> **EXERCISE REQUIREMENTS**
Print every line of the listing exactly, please.
____
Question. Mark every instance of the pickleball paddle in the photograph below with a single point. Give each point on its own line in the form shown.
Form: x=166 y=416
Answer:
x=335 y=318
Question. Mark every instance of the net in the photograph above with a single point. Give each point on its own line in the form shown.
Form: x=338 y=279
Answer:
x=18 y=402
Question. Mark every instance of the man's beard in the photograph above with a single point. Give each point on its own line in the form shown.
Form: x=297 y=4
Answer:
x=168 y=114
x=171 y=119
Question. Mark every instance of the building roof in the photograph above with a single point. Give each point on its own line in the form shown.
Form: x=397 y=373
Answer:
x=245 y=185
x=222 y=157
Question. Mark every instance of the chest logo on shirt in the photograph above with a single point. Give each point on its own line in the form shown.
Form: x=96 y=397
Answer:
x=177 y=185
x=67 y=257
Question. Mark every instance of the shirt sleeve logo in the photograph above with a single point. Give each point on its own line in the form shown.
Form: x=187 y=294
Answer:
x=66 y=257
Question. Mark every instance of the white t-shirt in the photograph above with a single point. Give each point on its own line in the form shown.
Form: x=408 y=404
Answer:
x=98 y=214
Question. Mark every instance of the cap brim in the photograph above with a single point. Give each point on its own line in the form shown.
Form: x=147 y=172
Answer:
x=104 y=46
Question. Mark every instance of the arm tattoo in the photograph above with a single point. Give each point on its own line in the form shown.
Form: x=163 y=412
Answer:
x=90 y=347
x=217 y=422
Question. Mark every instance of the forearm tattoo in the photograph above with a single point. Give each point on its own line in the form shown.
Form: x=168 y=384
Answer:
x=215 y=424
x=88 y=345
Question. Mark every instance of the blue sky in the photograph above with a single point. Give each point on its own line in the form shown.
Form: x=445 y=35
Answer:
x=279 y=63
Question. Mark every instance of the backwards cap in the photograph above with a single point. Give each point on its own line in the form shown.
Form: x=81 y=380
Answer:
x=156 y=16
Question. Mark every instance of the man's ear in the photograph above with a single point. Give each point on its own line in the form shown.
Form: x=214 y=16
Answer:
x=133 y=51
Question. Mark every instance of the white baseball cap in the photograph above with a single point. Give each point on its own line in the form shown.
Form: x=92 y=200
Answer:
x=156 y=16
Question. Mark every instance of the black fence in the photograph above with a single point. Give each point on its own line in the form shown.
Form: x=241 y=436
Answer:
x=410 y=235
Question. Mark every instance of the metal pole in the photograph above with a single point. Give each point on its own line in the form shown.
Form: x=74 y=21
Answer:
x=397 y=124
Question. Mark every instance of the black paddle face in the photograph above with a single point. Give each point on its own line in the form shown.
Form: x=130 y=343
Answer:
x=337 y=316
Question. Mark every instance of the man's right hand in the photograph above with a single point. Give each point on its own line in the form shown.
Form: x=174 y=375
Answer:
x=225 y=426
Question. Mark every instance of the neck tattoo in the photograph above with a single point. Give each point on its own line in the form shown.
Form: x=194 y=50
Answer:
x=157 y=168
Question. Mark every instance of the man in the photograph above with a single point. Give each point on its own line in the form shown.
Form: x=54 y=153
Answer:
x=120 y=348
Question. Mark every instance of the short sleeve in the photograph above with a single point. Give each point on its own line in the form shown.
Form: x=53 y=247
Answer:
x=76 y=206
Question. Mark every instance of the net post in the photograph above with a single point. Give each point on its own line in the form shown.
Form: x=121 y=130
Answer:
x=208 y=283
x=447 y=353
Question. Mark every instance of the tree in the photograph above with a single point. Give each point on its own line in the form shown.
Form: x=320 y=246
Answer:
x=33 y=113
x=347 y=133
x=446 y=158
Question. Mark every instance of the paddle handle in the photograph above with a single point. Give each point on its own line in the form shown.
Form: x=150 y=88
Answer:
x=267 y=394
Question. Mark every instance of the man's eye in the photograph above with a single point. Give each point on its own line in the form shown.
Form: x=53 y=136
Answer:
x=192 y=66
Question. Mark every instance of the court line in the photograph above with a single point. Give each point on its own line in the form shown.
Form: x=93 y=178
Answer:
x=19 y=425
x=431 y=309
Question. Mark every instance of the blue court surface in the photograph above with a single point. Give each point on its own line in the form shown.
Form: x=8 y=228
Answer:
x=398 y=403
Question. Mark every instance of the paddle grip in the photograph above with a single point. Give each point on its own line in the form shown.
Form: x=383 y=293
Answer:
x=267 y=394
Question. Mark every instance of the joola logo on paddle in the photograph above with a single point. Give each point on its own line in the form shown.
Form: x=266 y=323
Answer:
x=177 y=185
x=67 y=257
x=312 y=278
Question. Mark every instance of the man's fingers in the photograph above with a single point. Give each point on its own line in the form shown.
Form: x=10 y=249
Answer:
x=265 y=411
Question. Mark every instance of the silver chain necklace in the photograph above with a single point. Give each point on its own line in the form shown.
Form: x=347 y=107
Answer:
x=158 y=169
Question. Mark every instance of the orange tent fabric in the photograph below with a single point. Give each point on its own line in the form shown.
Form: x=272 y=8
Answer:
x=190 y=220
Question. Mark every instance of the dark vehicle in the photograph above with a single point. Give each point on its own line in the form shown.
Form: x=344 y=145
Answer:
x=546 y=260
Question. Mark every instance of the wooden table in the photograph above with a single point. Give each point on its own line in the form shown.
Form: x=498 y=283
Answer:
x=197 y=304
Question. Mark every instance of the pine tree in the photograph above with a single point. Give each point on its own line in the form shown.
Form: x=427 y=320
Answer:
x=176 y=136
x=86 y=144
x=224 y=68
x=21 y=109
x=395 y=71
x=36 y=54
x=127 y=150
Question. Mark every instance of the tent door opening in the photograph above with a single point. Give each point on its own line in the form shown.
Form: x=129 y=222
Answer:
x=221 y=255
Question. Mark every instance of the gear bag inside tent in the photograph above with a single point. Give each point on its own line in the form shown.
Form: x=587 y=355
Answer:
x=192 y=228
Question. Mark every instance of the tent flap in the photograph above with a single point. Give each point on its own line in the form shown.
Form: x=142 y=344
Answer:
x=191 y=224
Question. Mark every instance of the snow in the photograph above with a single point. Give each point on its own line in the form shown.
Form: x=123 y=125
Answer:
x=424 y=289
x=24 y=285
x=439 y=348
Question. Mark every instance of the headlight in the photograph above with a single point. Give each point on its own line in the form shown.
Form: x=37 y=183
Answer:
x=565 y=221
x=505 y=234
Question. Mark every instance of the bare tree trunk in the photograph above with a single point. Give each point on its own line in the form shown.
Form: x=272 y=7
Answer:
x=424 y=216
____
> **SOLUTION TO THIS TASK**
Question. Mark every instance of the pickleball paddle in the photograph below with a single point. Give each point on its own line in the form shown.
Form: x=166 y=416
Answer:
x=335 y=318
Question. Mark every instance of the net in the photograph above with a single point. Give each point on its own line in the form shown.
Form: x=338 y=279
Answer:
x=18 y=402
Question. Mark every instance of the man's beard in the photograph above with a single point. Give each point on its own line in the form shown.
Form: x=297 y=4
Answer:
x=168 y=114
x=171 y=119
Question. Mark every instance of the building roof in the photograph above with a single point. Give each point on its own line in the form shown.
Form: x=397 y=373
Answer:
x=245 y=185
x=222 y=157
Question. Mark every instance of the chest logo on shirt in the photograph above with a single point. Give each point on its own line in the form shown.
Form: x=96 y=397
Answer:
x=177 y=185
x=67 y=257
Question. Mark every instance of the shirt sleeve logo in the photograph above with a single point. Give each point on its own line in the form shown.
Form: x=187 y=294
Answer:
x=66 y=257
Question. Mark every instance of the white t-shirt in the photograph above with a single point. Give each point on its own line in the form shown.
Form: x=408 y=404
Answer:
x=98 y=214
Question. Mark every instance of the cap brim in the photograph above with a single point. Give each point on its own line in the form shown.
Form: x=147 y=172
Answer:
x=104 y=46
Question. Mark every instance of the arm tattoo in the photograph above with a single point. Give each point on its own line in the form shown.
Form: x=163 y=412
Answer:
x=90 y=347
x=217 y=422
Question. Mark every instance of the forearm tattoo in the photograph above with a single point. Give each point on its own line in the form shown.
Form: x=168 y=384
Answer:
x=215 y=424
x=88 y=345
Question. Mark every instance of the blue sky in the photograph above with a single point. Give each point on its own line in the form shown.
Form: x=445 y=35
Answer:
x=279 y=63
Question. Mark every instance of the backwards cap in the photograph above with a single point. Give each point on its own line in the form shown.
Form: x=81 y=380
Answer:
x=156 y=16
Question. Mark every instance of the man's ear in the photograph above with a single point. Give each point on its own line in the form shown.
Form: x=214 y=16
Answer:
x=133 y=51
Question. Mark every instance of the white baseball cap in the photograph above with a single point. Give each point on its own line in the form shown.
Form: x=92 y=200
Answer:
x=156 y=16
Question. Mark every instance of the black fence in the photograph above with a single point. Give each point on its own line in the form shown.
Form: x=241 y=436
Answer:
x=410 y=235
Question. Mark every instance of the metal pole in the photograph above with a single point. Give each point on its own line in the form shown.
Form: x=74 y=21
Answer:
x=397 y=124
Question. Mark every instance of the black paddle face in the photograph above with a single point. Give each point on its own line in the form shown.
Form: x=130 y=343
Answer:
x=337 y=316
Question. Mark every instance of the man's right hand in the photograph above with a single point. Give each point on its own line in the form shown.
Form: x=174 y=375
Answer:
x=225 y=426
Question. Mark every instance of the neck tattoo in the photograph above with a single point. Give each point on its own line in the form shown.
Form: x=194 y=50
Answer:
x=157 y=168
Question. Mark every instance of the man in the photograph above with a single point. Give each point on its own line in the form shown.
Form: x=54 y=153
Answer:
x=120 y=348
Question. Mark every instance of the short sleeve in the photograph above with a single point. Give each point on its own line in the form shown.
Form: x=53 y=247
Answer:
x=76 y=206
Question. Mark every instance of the net post in the photograph above with a single point. Give each point on its own line in the form shown.
Form: x=121 y=130
Answer:
x=208 y=283
x=447 y=353
Question. Mark every instance of the tree in the photograph above with a single point. Give each point on its own line in the form shown.
Form: x=320 y=246
Answer:
x=33 y=113
x=347 y=133
x=446 y=158
Question. Mark every instance of the paddle handle in the photograph above with a single point. Give each point on its own line in the form shown.
Form: x=150 y=88
Answer:
x=267 y=394
Question. Mark every instance of the man's eye in the photograph above with a single point. Give each point on its own line in the form shown.
Form: x=53 y=136
Answer:
x=192 y=66
Question. Mark every instance of the court line in the photograph above with a single point. Give each point on its own line in the form shown.
Form: x=93 y=178
Answer:
x=19 y=425
x=431 y=309
Question. Mark every instance of the blue court surface in the photograph above with a single point. Give each point on its own line in the form shown.
Form: x=8 y=228
Answer:
x=398 y=403
Question. Mark every instance of the paddle grip in the photograph above with a single point. Give each point on its own line in the form shown.
Form: x=383 y=293
Answer:
x=267 y=394
Question. Mark every instance of the joola logo on paddle in the photograph above with a single point. Give each point on its own line in the form shown.
Form: x=266 y=323
Answer:
x=177 y=185
x=67 y=257
x=312 y=278
Question. Mark every instance of the man's fingers in the photograph above with a single point. Give each point on its own line in the form shown.
Form: x=10 y=249
Answer:
x=265 y=411
Question. Mark every instance of the silver chain necklace in the photograph above with a single point. Give each point on its own line in the form shown.
Form: x=347 y=107
Answer:
x=158 y=169
Question. Mark every instance of the orange tent fabric in the photograph below with a single point. Give each point on its own line in the form shown.
Form: x=272 y=8
Answer:
x=190 y=220
Question. Mark every instance of the dark vehicle in the photograph above with a single point. Give each point on its own line in the form shown.
Form: x=344 y=145
Answer:
x=546 y=260
Question. Mark every instance of the wooden table in the photograph above with a single point. Give each point on its own line in the form shown.
Form: x=498 y=283
Answer:
x=197 y=304
Question. Mark every instance of the pine tree in the photograph above with a single point. Give each point on its own line in the form shown.
Form: x=427 y=320
Answer:
x=176 y=136
x=86 y=144
x=224 y=68
x=21 y=109
x=395 y=71
x=36 y=54
x=127 y=150
Question. Mark every instance of the tent door opening in the photograph above with a single point. Give each point on its own line in the form shown.
Form: x=129 y=222
Answer:
x=221 y=255
Question. Mark every instance of the gear bag inside tent in the photograph above with a single point. Give each point on its own line in the form shown.
Form: x=587 y=355
Answer:
x=192 y=228
Question. Mark every instance of the tent flap in the photograph above with a single point. Give each point on its own line in the form shown.
Form: x=142 y=344
Answer:
x=191 y=224
Question. Mark every instance of the snow in the photograph above with a single point. Give each point on its own line in the form shown.
Form: x=123 y=125
Answer:
x=424 y=289
x=24 y=285
x=439 y=348
Question. Mark every instance of the headlight in the photograph above with a single point. Give each point on its own line in the form shown.
Form: x=37 y=183
Answer:
x=565 y=221
x=505 y=234
Question. Mark every instance of the bare tree trunk in the photograph above with a single point. Give each point on its own line in the form shown.
Form: x=272 y=7
Answer:
x=424 y=216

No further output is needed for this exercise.